Problem to work on -> Format the stretch from the line containing "Expected: a marker on each instance of the rippled" through the end of the items below as a JSON list of strings, one string per line, leaving out blank lines.

━━━━

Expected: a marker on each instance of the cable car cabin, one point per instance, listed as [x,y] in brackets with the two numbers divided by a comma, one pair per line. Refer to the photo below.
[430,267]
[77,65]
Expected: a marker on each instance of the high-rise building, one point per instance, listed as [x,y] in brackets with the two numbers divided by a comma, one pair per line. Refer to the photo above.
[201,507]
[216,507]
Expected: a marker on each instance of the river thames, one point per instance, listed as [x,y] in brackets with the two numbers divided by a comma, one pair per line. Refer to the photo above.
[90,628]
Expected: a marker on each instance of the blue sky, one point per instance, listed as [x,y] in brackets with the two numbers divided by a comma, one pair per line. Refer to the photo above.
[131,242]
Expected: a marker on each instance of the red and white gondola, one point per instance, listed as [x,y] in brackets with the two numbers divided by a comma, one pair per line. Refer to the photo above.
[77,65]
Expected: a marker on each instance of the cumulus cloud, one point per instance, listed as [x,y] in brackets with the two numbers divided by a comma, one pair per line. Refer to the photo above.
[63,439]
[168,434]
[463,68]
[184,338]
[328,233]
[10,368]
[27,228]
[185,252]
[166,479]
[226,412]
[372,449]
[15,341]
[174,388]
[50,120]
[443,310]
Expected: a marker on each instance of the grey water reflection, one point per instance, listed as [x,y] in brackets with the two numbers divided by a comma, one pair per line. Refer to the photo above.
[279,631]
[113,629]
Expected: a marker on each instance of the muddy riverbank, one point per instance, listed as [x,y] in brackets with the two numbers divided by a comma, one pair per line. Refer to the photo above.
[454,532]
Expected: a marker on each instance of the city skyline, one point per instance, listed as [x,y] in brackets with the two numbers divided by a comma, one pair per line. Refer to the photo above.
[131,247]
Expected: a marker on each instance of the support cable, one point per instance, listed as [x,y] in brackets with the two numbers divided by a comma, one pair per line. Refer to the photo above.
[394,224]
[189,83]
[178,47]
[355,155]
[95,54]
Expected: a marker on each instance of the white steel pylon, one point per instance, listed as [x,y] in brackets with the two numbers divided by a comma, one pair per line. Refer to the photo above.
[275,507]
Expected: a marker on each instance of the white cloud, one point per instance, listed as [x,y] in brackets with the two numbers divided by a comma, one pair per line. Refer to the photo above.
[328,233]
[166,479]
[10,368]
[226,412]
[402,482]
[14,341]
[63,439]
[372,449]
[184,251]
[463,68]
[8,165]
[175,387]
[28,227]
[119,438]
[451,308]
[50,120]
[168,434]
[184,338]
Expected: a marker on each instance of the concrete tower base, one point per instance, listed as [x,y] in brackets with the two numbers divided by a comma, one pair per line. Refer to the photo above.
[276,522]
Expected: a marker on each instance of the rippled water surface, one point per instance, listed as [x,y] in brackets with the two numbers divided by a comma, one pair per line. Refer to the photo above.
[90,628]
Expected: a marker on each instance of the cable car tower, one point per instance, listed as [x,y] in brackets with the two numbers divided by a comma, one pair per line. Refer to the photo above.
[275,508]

━━━━

Result of the task ->
[
  "Expected: a marker on each instance of the rippled water surface, one point per instance, listed as [x,y] in brackets with the two numbers divided by a comma, one pair per line. Refer to the photo above.",
  "[90,628]",
  "Expected: a marker on each instance of the cable car tower, one point per instance, listed as [x,y] in brackets with the two numbers divided by a comma, one pair per line. Refer to the photo above.",
  "[275,508]"
]